Recast every line of the records below as a numbered list, omitting any blank lines.

**Dataset records**
■ ■ ■ ■ ■ ■ ■

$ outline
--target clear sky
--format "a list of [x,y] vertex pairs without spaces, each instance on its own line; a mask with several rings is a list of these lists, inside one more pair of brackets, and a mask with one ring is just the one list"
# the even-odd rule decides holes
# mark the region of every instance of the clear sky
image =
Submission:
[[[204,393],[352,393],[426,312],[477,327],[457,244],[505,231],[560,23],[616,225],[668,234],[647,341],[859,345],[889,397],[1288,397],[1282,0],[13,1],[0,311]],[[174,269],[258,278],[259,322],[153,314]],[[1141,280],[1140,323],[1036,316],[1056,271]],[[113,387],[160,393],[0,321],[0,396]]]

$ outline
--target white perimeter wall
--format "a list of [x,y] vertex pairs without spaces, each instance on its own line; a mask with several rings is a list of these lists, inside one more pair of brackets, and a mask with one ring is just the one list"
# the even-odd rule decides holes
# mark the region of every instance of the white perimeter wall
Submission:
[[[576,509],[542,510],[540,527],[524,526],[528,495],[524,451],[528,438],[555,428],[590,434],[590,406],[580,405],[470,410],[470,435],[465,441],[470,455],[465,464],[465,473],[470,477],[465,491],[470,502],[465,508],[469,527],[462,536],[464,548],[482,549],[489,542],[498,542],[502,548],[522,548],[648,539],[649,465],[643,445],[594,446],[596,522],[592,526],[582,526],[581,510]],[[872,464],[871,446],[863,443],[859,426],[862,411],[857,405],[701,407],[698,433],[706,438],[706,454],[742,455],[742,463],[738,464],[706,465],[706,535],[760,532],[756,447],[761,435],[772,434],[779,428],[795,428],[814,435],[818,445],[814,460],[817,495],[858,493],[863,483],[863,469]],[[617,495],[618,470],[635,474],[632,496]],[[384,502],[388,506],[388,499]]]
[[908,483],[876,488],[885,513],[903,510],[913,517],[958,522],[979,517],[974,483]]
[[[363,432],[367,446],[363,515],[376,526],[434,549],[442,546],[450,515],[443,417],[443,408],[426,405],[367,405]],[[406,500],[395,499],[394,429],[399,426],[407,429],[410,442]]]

■ ■ ■ ■ ■ ■ ■

**Finished exercise**
1. $ outline
2. --target clear sky
3. --format "a list of [x,y] vertex pairs without spaces, each instance on its own line; a mask with several rings is a list of these lists, inside one more pair of brackets, and a mask with one ring is just the one list"
4. # the even-odd rule decides holes
5. # mark the region of every instance of the clear sky
6. image =
7. Submission:
8. [[[204,393],[352,393],[426,312],[477,327],[457,244],[505,231],[560,23],[616,225],[668,234],[647,341],[859,345],[889,397],[1288,397],[1282,0],[13,1],[0,311]],[[174,269],[258,278],[259,322],[153,314]],[[1141,280],[1140,323],[1036,316],[1056,271]],[[113,387],[160,393],[0,321],[0,396]]]
9. $ outline
10. --target white perimeter wall
11. --format "a list of [x,y] vertex pairs without spaces, each instance on its own line; a mask with several rings is a list of these lists, inside one more pair of brackets, and a mask with one ring is just the one list"
12. # the even-odd rule decides holes
13. # mark the region of every instance of the white perimeter wall
14. Submission:
15. [[[576,509],[542,510],[540,527],[524,526],[528,495],[524,451],[528,438],[555,428],[590,434],[590,406],[580,405],[470,410],[470,435],[465,441],[470,455],[465,464],[465,473],[470,477],[465,491],[470,502],[465,508],[469,527],[462,536],[464,548],[482,549],[489,542],[498,542],[502,548],[522,548],[648,539],[649,465],[643,445],[594,446],[596,522],[592,526],[582,526],[581,510]],[[872,464],[871,446],[863,443],[859,426],[862,411],[857,405],[701,407],[698,433],[706,438],[706,454],[742,455],[742,463],[738,464],[706,465],[706,535],[760,532],[756,447],[761,435],[772,434],[779,428],[795,428],[814,435],[818,445],[814,460],[817,495],[858,493],[863,483],[863,469]],[[617,495],[618,470],[635,474],[632,496]],[[384,502],[388,506],[388,499]]]
16. [[908,483],[876,488],[885,513],[903,510],[913,517],[958,522],[979,517],[974,483]]
17. [[[363,432],[367,446],[363,515],[376,526],[434,549],[442,546],[450,515],[443,417],[443,408],[426,405],[367,405]],[[406,500],[395,499],[394,429],[399,426],[407,429],[410,442]]]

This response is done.